* Start DATASET RECORDS *

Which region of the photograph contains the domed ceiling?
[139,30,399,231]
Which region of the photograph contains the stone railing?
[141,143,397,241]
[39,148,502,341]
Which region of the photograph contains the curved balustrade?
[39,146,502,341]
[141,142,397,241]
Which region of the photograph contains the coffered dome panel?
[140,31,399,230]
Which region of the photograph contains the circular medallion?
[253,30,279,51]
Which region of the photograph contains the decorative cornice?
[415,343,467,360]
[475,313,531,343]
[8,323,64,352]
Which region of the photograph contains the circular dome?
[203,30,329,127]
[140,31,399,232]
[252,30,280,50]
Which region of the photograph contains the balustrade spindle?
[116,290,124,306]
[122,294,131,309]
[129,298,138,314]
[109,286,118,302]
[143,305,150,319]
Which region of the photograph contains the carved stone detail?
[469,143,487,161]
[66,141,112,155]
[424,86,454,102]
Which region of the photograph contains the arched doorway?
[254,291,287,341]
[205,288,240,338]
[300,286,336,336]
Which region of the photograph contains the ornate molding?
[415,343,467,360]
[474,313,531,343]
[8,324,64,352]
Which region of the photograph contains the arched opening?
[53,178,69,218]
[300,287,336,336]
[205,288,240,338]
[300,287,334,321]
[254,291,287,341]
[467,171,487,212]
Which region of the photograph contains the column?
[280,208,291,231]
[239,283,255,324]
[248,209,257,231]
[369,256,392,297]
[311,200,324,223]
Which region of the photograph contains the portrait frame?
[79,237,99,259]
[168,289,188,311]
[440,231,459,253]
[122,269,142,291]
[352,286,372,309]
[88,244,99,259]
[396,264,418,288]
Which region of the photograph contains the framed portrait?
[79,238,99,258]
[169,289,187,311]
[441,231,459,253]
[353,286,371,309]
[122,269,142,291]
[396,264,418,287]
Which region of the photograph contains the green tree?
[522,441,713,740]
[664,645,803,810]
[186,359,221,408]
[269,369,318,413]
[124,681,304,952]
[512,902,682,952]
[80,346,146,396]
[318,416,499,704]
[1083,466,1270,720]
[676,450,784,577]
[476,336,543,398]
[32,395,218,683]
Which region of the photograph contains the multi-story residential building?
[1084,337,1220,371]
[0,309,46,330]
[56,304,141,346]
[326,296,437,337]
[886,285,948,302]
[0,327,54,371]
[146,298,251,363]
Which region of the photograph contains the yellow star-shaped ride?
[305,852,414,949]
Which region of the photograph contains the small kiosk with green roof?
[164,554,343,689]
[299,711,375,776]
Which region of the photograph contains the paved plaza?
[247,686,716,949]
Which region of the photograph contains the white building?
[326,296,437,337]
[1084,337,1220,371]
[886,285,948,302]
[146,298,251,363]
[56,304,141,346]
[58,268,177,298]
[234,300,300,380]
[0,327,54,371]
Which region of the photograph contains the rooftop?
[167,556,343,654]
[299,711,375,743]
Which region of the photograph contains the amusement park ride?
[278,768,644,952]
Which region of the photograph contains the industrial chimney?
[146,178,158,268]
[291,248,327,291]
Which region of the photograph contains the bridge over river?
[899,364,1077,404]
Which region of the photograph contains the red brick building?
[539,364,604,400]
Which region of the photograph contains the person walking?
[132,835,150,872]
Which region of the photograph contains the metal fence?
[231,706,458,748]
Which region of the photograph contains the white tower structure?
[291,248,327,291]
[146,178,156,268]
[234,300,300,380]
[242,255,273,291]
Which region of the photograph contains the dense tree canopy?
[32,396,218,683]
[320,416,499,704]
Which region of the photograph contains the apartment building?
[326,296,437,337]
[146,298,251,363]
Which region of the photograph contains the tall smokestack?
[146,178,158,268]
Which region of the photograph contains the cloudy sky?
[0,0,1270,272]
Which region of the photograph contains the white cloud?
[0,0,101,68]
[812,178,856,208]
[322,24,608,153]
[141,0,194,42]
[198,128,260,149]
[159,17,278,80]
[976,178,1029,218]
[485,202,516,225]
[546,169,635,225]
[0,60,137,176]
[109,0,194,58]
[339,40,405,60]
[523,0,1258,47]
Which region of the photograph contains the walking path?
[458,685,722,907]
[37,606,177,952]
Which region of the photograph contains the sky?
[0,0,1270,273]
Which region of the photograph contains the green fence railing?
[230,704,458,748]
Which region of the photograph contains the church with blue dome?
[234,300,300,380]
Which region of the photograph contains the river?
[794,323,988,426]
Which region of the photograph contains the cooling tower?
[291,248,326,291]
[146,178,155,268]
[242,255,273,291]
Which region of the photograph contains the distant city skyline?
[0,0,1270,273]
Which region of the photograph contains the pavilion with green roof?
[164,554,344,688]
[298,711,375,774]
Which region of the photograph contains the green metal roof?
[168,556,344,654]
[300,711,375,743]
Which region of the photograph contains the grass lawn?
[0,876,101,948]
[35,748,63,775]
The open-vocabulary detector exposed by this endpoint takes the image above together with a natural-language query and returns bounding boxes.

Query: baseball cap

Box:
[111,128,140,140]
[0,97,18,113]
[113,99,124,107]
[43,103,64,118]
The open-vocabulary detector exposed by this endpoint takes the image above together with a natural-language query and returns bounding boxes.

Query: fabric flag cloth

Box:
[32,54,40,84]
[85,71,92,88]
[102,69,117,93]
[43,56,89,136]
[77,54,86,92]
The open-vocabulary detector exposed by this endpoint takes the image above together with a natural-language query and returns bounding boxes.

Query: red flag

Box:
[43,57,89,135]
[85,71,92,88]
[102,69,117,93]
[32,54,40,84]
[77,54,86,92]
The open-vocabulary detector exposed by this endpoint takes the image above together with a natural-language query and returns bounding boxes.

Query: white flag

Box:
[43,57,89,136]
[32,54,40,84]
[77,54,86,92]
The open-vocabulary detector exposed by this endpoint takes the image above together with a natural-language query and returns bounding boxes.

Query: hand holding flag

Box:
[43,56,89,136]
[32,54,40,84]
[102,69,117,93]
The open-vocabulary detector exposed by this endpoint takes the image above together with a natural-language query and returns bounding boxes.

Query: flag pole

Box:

* End DATASET RECORDS *

§ REQUIREMENT
Repeat every one of the items above line for line, with no changes.

§ SOLUTION TO THIS EXERCISE
Which region of the photograph contains the domed ceiling?
[139,30,399,231]
Which region of the photograph contains the stone railing?
[141,143,397,241]
[39,148,502,341]
Which region of the photograph contains the curved balustrade?
[39,146,502,341]
[141,142,397,241]
Which region of the photograph contains the coffered dome panel?
[140,31,399,230]
Which region of the photograph contains the circular medallion?
[253,30,279,51]
Which region of the photograph contains the decorative cornice?
[415,343,467,360]
[475,313,531,343]
[8,323,64,352]
Which region of the photograph contains the circular dome?
[203,30,329,127]
[140,31,399,232]
[252,30,280,50]
Which region of the photograph contains the balustrade spindle?
[116,290,124,306]
[122,294,131,309]
[129,298,138,314]
[109,286,118,302]
[143,305,150,319]
Which region of the photograph contains the carved stone detail?
[469,143,487,161]
[66,141,112,155]
[424,86,454,102]
Which region of the photograph contains the arched doorway?
[254,291,287,341]
[205,288,240,338]
[300,286,336,336]
Which region of the photograph contains the ornate molding?
[415,343,467,360]
[474,313,531,343]
[8,324,64,352]
Which region of the photograph contains the arched opening?
[53,178,69,218]
[300,287,336,336]
[205,288,240,338]
[300,287,334,321]
[254,291,287,341]
[467,171,487,212]
Which region of the photograph contains the column?
[280,208,291,231]
[239,283,255,324]
[248,209,257,231]
[369,256,392,297]
[311,200,324,223]
Which region of the photograph contains the portrait frame?
[79,237,99,259]
[168,289,188,311]
[440,231,459,253]
[122,269,142,291]
[352,286,372,309]
[88,244,99,259]
[396,264,418,288]
Which region of the photograph contains the framed portrait?
[79,238,99,258]
[169,289,187,311]
[441,231,459,253]
[353,286,371,309]
[122,269,142,291]
[396,264,418,287]
Which region of the photograph contains the green tree?
[522,441,713,740]
[664,645,803,810]
[186,359,221,408]
[269,369,318,413]
[124,681,304,952]
[512,902,682,952]
[80,346,146,396]
[318,416,499,704]
[1083,466,1270,720]
[676,450,784,577]
[476,336,543,398]
[32,395,218,683]
Which region of the photograph contains the multi-story residential building?
[1084,337,1220,371]
[0,309,46,330]
[56,304,141,346]
[326,296,437,337]
[886,285,948,302]
[0,327,54,371]
[146,298,251,363]
Which region of the photograph contains the yellow star-shaped ride?
[305,852,414,949]
Which region of the photograph contains the small kiosk with green roof?
[164,554,343,689]
[299,711,375,776]
Which region of the photograph contains the paved plaza?
[247,686,716,949]
Which region of the photograph contains the white building?
[326,296,437,337]
[1084,337,1220,371]
[886,285,948,302]
[146,298,251,363]
[56,304,141,346]
[58,268,177,298]
[234,300,300,380]
[0,327,54,371]
Which region of the photograph contains the rooftop?
[167,556,343,654]
[299,711,375,743]
Which region of the photograph contains the amusement park ride?
[278,768,644,952]
Which region of the photograph contains the industrial chimney?
[146,178,158,268]
[291,248,327,291]
Which region of the photograph contains the bridge over river?
[899,364,1077,404]
Which region of the photograph contains the red brick building?
[539,364,604,400]
Which region of the photograph contains the person walking?
[132,835,150,872]
Which region of the photograph contains the metal fence?
[231,706,458,748]
Which region of the photograph contains the white tower structure?
[291,248,327,291]
[146,178,156,268]
[234,300,300,380]
[242,255,273,291]
Which region of the photograph contains the dense tree canopy?
[32,396,218,683]
[320,416,499,704]
Which region of the photograph contains the apartment building?
[326,296,437,337]
[146,298,251,363]
Which region of the photograph contains the tall smokestack?
[146,178,158,268]
Which region of the photograph contains the cloudy sky?
[0,0,1270,272]
Which region of the photograph contains the white cloud?
[0,0,101,68]
[812,178,856,208]
[322,24,608,153]
[141,0,194,42]
[198,128,260,149]
[159,17,278,80]
[976,178,1029,218]
[485,202,516,225]
[546,169,635,225]
[0,60,137,176]
[109,0,194,58]
[339,40,405,60]
[523,0,1258,47]
Which region of the photograph contains the walking path?
[458,685,722,907]
[37,606,177,952]
Which region of the photograph contains the sky?
[0,0,1270,273]
Which region of the photograph contains the green fence railing?
[230,704,458,748]
Which region of the photograph contains the church with blue dome?
[234,300,300,380]
Which region of the photograph contains the river?
[794,323,988,426]
Which region of the photograph contains the cooling tower?
[291,248,326,291]
[146,178,155,268]
[242,255,273,291]
Which region of the photograph contains the distant city skyline?
[0,0,1270,273]
Which region of the photograph contains the pavilion with green roof?
[164,554,344,688]
[298,711,375,774]
Which region of the photograph contains the green metal roof?
[168,556,344,654]
[300,711,375,743]
Which region of the photograph contains the grass lawn?
[0,876,101,948]
[35,748,63,775]
The open-vocabulary detector exposed by this endpoint takes the image above together with a natural-language query and returns bounding boxes.

Query: baseball cap

Box:
[111,128,140,140]
[0,97,18,113]
[113,99,124,107]
[43,103,64,118]
The open-vocabulary detector exposed by this endpoint takes the image above together with a natural-language query and returns bounding boxes.

Query: fabric flag cloth

Box:
[32,54,40,84]
[85,71,92,88]
[102,69,117,93]
[43,56,89,136]
[77,54,86,92]
The open-vocabulary detector exposed by this endpoint takes the image above together with a natural-language query and returns bounding boxes.

Query: red flag

Box:
[43,57,89,135]
[85,71,92,88]
[102,69,117,93]
[32,54,40,84]
[77,54,86,92]
The open-vocabulary detector exposed by this endpoint takes the image above together with a natural-language query and returns bounding boxes.

Query: white flag

Box:
[43,57,89,136]
[32,54,40,84]
[77,54,86,92]
The open-vocabulary detector exposed by this endpoint takes the image above together with a natural-language query and returns bounding boxes.

Query: hand holding flag

Box:
[43,56,89,136]
[32,54,40,84]
[102,69,117,93]
The open-vocabulary detector exposed by this endpoint takes the image above together with a natural-language query and returns bounding boxes.

Query: flag pole

Box:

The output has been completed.